## BEGIN Dataset content

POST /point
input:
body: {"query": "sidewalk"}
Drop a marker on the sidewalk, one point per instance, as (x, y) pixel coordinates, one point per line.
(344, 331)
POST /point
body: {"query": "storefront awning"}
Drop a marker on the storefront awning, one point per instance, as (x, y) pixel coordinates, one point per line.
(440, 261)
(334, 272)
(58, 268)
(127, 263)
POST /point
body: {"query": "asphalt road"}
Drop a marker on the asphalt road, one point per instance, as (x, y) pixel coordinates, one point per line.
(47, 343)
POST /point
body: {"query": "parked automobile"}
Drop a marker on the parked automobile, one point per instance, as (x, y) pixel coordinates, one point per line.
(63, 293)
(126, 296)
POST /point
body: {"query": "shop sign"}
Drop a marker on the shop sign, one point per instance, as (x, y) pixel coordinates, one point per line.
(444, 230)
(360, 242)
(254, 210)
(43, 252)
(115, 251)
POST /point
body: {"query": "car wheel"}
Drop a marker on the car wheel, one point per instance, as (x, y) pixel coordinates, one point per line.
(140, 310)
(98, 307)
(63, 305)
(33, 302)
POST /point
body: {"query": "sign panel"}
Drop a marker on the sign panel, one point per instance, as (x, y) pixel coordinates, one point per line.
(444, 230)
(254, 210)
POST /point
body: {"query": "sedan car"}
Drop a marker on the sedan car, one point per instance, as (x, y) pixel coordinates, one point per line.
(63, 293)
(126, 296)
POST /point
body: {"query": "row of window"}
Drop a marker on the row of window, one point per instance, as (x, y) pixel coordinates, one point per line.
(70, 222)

## END Dataset content

* Task
Each record above must be given again exactly.

* In response
POST /point
input:
body: {"query": "sidewalk"}
Drop a marker on the sidewalk, one point per instance, as (x, y) pixel coordinates, one point per line.
(344, 331)
POST /point
body: {"query": "storefront awning"}
Drop a marker on the storefront awning, one point per instance, as (x, y) pixel coordinates, one point per line.
(440, 261)
(334, 272)
(58, 268)
(127, 263)
POST /point
body: {"query": "asphalt road"}
Drop a marker on the asphalt road, one point per instance, as (x, y) pixel coordinates, one point per line.
(47, 343)
POST /point
body: {"query": "parked automobile"}
Drop a marker on the parked automobile, one point per instance, as (x, y) pixel coordinates, one point per line.
(63, 293)
(126, 296)
POST /point
body: {"query": "shop sign"}
Drop a marker on the shop sign, one point per instance, as (x, y) pixel coordinates, one point per line.
(444, 230)
(360, 242)
(254, 210)
(43, 252)
(115, 251)
POST /point
body: {"query": "car wheel"}
Drop a marker on the car wheel, one point per instance, as (x, y) pixel coordinates, one point per line.
(140, 310)
(98, 307)
(63, 305)
(33, 302)
POST /point
body: {"query": "sign panel"}
Drop a marker on the sign panel, one point per instance, as (x, y) pixel coordinates, one point per line.
(444, 230)
(254, 210)
POST /point
body: {"query": "sedan car"}
Drop a marker on the sedan car, one point per instance, as (x, y) pixel coordinates, one point per line.
(63, 293)
(126, 296)
POST /point
body: {"query": "row of window"}
Drop a marker on the row of window, one point per instance, as (x, y) pixel coordinates, one point per line.
(70, 222)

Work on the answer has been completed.